:: Task to complete ::
Reproduce the entries. Match every word.

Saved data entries
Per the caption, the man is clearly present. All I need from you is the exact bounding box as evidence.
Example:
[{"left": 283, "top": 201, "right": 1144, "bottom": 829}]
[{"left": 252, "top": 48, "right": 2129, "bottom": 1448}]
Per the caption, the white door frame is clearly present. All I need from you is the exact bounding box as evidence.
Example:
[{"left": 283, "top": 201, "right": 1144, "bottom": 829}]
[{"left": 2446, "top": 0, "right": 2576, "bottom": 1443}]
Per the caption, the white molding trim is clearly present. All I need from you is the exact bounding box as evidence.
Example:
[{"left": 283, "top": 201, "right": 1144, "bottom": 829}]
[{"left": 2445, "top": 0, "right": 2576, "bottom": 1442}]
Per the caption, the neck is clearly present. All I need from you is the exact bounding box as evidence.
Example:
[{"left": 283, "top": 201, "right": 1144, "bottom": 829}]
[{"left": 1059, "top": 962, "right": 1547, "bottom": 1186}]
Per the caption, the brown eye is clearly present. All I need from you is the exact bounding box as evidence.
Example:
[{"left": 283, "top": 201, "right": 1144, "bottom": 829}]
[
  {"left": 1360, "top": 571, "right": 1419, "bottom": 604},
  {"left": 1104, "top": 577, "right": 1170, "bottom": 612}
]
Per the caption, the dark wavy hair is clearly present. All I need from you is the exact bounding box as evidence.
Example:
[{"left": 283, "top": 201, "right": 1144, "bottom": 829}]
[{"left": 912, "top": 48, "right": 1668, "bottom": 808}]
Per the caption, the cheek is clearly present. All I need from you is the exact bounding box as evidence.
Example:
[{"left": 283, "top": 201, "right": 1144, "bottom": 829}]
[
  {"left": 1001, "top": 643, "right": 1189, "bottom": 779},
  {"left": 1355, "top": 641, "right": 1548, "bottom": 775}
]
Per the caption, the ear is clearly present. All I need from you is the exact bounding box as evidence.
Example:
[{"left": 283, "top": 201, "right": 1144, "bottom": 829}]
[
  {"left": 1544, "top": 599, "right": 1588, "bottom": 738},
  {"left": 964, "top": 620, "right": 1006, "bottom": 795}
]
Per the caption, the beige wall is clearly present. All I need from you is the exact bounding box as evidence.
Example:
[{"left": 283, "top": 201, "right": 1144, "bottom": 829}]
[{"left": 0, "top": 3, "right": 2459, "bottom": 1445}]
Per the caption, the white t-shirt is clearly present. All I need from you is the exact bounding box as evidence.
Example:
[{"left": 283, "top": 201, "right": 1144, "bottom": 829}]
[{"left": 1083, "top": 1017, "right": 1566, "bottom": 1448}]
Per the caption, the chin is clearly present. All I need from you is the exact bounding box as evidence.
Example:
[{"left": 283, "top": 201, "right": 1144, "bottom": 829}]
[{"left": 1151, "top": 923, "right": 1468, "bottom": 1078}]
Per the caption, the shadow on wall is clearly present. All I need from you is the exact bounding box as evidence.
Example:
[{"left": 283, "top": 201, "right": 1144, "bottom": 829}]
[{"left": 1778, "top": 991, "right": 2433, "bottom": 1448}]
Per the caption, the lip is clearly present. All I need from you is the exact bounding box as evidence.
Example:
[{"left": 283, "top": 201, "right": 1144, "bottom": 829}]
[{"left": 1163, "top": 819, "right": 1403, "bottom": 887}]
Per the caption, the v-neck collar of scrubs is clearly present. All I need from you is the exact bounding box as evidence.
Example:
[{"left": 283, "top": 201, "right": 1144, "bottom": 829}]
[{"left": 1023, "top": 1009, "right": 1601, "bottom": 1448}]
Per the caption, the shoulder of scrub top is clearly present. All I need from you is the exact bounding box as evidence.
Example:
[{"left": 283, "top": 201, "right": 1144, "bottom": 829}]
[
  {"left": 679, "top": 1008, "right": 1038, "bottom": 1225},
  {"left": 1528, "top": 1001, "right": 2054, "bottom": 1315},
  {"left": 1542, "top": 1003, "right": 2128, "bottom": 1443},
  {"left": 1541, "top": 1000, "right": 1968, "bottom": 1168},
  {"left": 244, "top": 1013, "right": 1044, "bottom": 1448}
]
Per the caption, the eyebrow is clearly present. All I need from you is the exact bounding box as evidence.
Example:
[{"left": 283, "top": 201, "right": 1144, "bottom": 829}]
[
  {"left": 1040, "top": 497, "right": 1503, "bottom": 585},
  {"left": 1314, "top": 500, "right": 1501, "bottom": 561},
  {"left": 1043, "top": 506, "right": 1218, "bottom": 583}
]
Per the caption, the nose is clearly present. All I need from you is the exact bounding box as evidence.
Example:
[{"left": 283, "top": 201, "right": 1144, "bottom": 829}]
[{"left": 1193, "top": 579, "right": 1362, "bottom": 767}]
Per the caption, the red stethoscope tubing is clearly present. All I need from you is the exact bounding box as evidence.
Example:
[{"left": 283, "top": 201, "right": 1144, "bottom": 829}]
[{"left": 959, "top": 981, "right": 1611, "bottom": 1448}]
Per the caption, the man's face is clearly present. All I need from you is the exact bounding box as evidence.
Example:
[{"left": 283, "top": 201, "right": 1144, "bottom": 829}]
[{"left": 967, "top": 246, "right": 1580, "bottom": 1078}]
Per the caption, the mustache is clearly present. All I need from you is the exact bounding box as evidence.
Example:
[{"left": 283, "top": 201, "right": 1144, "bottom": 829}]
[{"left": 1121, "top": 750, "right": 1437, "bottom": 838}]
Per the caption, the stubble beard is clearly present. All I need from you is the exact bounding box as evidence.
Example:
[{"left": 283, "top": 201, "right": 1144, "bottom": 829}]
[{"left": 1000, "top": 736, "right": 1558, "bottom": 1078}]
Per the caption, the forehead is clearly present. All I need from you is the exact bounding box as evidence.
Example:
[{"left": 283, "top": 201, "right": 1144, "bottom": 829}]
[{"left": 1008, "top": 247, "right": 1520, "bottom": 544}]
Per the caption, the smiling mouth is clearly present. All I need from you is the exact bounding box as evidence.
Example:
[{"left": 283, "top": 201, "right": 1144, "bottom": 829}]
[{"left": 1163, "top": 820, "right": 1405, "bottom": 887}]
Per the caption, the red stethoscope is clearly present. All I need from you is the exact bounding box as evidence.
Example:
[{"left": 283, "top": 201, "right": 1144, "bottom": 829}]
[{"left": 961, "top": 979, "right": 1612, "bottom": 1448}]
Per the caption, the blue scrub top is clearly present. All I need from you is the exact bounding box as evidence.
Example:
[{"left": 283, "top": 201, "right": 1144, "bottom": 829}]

:: Task output ::
Per the caption, the man is clearly present. All I need from you is the exact bounding box as evidence.
Example:
[{"left": 283, "top": 201, "right": 1144, "bottom": 829}]
[{"left": 252, "top": 48, "right": 2129, "bottom": 1448}]
Per the caption, the white door frame is clearly present. All I need from you is the exact bounding box as evidence.
Example:
[{"left": 283, "top": 201, "right": 1144, "bottom": 829}]
[{"left": 2446, "top": 0, "right": 2576, "bottom": 1443}]
Per the caption, the white molding trim is clearly present. All I need from you is the exact bounding box as evidence.
Example:
[{"left": 283, "top": 201, "right": 1144, "bottom": 829}]
[{"left": 2445, "top": 0, "right": 2576, "bottom": 1442}]
Per the caption, the neck is clearly present. All I need from you is the exact bounding box as evidence.
Example:
[{"left": 283, "top": 201, "right": 1144, "bottom": 829}]
[{"left": 1059, "top": 962, "right": 1547, "bottom": 1186}]
Per the caption, the brown eye is clearly present. All I need from you is the exact bounding box as evidence.
Example:
[{"left": 283, "top": 201, "right": 1144, "bottom": 829}]
[
  {"left": 1360, "top": 571, "right": 1419, "bottom": 604},
  {"left": 1104, "top": 577, "right": 1170, "bottom": 612}
]
Per the caption, the dark wavy hair is clearly present. All I need from you is the exact bounding box as evidence.
Example:
[{"left": 283, "top": 201, "right": 1144, "bottom": 829}]
[{"left": 912, "top": 48, "right": 1668, "bottom": 808}]
Per the caption, the cheek is clearly present. All I need from you is the exact bounding box as evidence.
Example:
[{"left": 283, "top": 201, "right": 1144, "bottom": 829}]
[
  {"left": 1001, "top": 643, "right": 1189, "bottom": 779},
  {"left": 1355, "top": 641, "right": 1548, "bottom": 775}
]
Per the caption, the ear is clearly present. All I need from you is the exact bounding box as evidence.
Example:
[{"left": 283, "top": 201, "right": 1144, "bottom": 829}]
[
  {"left": 1544, "top": 599, "right": 1588, "bottom": 738},
  {"left": 964, "top": 620, "right": 1006, "bottom": 795}
]
Per the caption, the beige wall is clearly present. All I need from you is the exact bounding box as evidence.
Example:
[{"left": 283, "top": 201, "right": 1144, "bottom": 829}]
[{"left": 0, "top": 3, "right": 2459, "bottom": 1445}]
Per the caption, the white t-shirt is clearly present. All I need from you is the exact bounding box as evidence.
Example:
[{"left": 283, "top": 201, "right": 1144, "bottom": 829}]
[{"left": 1083, "top": 1017, "right": 1566, "bottom": 1448}]
Per the caption, the chin is clearly present. All I need from you is the exact bounding box as evidence.
Example:
[{"left": 283, "top": 201, "right": 1144, "bottom": 829}]
[{"left": 1151, "top": 923, "right": 1468, "bottom": 1078}]
Per the caption, the shadow on wall is clearly present. All I need from you is the exact bounding box as evidence.
Example:
[{"left": 283, "top": 201, "right": 1144, "bottom": 829}]
[{"left": 1778, "top": 991, "right": 2433, "bottom": 1448}]
Per the caption, the lip is clearly present. All I need from you is the exact bounding box as evidence.
Example:
[{"left": 283, "top": 201, "right": 1144, "bottom": 829}]
[{"left": 1163, "top": 819, "right": 1403, "bottom": 887}]
Per the caption, the v-neck collar of scrubs is clearly present. All I need from you is the exact bounding box as evidence.
Example:
[{"left": 283, "top": 201, "right": 1144, "bottom": 829}]
[{"left": 1023, "top": 1009, "right": 1601, "bottom": 1448}]
Per the caption, the shoulder of scrub top is clearly present. All I need from you is the exact bounding box as evidence.
Example:
[{"left": 283, "top": 201, "right": 1144, "bottom": 829}]
[
  {"left": 679, "top": 1008, "right": 1038, "bottom": 1225},
  {"left": 1528, "top": 1001, "right": 2054, "bottom": 1315},
  {"left": 1542, "top": 1003, "right": 2128, "bottom": 1443},
  {"left": 1541, "top": 1000, "right": 1968, "bottom": 1168},
  {"left": 244, "top": 1013, "right": 1044, "bottom": 1448}
]
Per the caption, the eyebrow is clearly present. All I need from you is the exact bounding box as evidence.
Example:
[{"left": 283, "top": 201, "right": 1144, "bottom": 829}]
[
  {"left": 1040, "top": 497, "right": 1503, "bottom": 585},
  {"left": 1314, "top": 500, "right": 1501, "bottom": 561},
  {"left": 1043, "top": 506, "right": 1218, "bottom": 583}
]
Per the caption, the nose is clearly present. All I need from you is the exact bounding box as evidence.
Example:
[{"left": 283, "top": 201, "right": 1144, "bottom": 829}]
[{"left": 1193, "top": 579, "right": 1362, "bottom": 767}]
Per the caption, the red stethoscope tubing is clearly present. All I need from you is the exact bounding box as evidence.
Example:
[{"left": 283, "top": 201, "right": 1144, "bottom": 829}]
[{"left": 959, "top": 981, "right": 1611, "bottom": 1448}]
Per the caption, the man's face is clearly present. All I need from you is the exact bounding box as evidence.
Example:
[{"left": 283, "top": 201, "right": 1144, "bottom": 829}]
[{"left": 967, "top": 246, "right": 1580, "bottom": 1078}]
Per the caption, the mustache is clearly present. All I need from you is the exact bounding box as evidence.
Example:
[{"left": 283, "top": 201, "right": 1144, "bottom": 829}]
[{"left": 1121, "top": 750, "right": 1437, "bottom": 838}]
Per the caption, the stubble beard is clearly present. All I need from you is the exact bounding box as evidence.
Example:
[{"left": 283, "top": 201, "right": 1144, "bottom": 829}]
[{"left": 1000, "top": 736, "right": 1558, "bottom": 1078}]
Per the caption, the forehead is clearly present. All I need from you is the exact bounding box as evidence.
Example:
[{"left": 283, "top": 201, "right": 1144, "bottom": 829}]
[{"left": 1008, "top": 247, "right": 1520, "bottom": 544}]
Per the caption, the smiling mouth is clearly present. All I need from you is the exact bounding box as evidence.
Example:
[{"left": 283, "top": 201, "right": 1144, "bottom": 829}]
[{"left": 1163, "top": 820, "right": 1405, "bottom": 887}]
Per the caption, the red stethoscope is clearly present. All I need from you is the exact bounding box as evidence.
Example:
[{"left": 283, "top": 201, "right": 1144, "bottom": 829}]
[{"left": 961, "top": 979, "right": 1612, "bottom": 1448}]
Per the caption, the blue scrub top is clearly present. All I need from you is the exact bounding box as evidence.
Example:
[{"left": 283, "top": 201, "right": 1144, "bottom": 829}]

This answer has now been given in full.